» **Task instructions**: Rewrite the entries below, beginning at the line that has "Indicate one point for each instance of the tree" and running through the end of the entries. In those lines, switch "concrete bridge pier" to "concrete pillar" and leave everything else unchanged.

(Labeled point entries)
════════
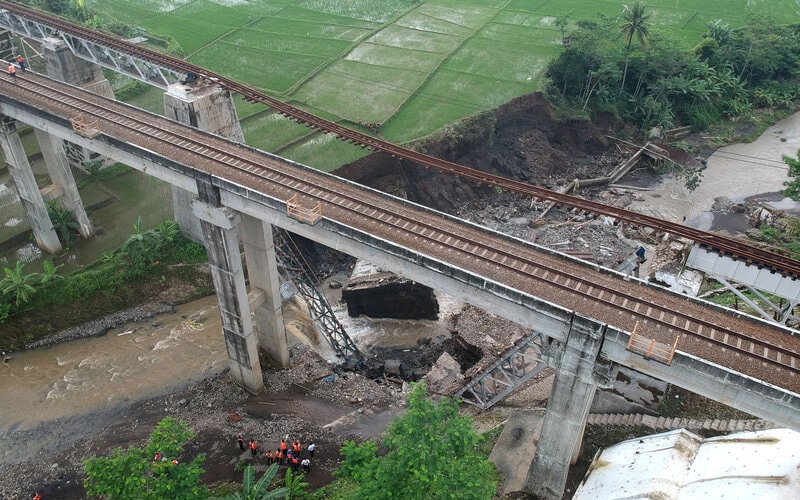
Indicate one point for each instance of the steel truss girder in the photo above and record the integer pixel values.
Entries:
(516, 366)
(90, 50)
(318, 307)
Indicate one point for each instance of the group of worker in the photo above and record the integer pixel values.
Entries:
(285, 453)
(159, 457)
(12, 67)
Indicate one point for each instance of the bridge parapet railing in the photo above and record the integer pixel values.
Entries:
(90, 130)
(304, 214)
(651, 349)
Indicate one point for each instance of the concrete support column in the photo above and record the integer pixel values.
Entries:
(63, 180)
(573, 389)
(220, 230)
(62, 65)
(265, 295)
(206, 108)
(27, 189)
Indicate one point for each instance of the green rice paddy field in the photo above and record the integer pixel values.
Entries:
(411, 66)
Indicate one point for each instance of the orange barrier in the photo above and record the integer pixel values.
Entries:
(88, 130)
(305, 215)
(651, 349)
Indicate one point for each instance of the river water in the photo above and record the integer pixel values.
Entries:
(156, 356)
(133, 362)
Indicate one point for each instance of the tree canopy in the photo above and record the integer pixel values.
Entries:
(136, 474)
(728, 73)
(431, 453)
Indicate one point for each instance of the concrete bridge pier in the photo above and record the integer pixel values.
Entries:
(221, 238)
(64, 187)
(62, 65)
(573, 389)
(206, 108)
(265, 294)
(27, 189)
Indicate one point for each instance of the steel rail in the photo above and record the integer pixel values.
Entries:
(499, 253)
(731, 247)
════════
» **Exercise output**:
Indicate one point for each instance of the tree canopy in the photo above and record the integer pixel values.
Entries:
(136, 474)
(728, 73)
(431, 453)
Indicate one point for each instance of the concrete pillar in the photo above and record the integer pixel values.
Entries:
(221, 238)
(64, 187)
(62, 65)
(573, 389)
(206, 108)
(265, 294)
(27, 189)
Indicate one point for each instance of the steel rail in the photo above and record the integer pixel values.
Entries:
(499, 253)
(731, 247)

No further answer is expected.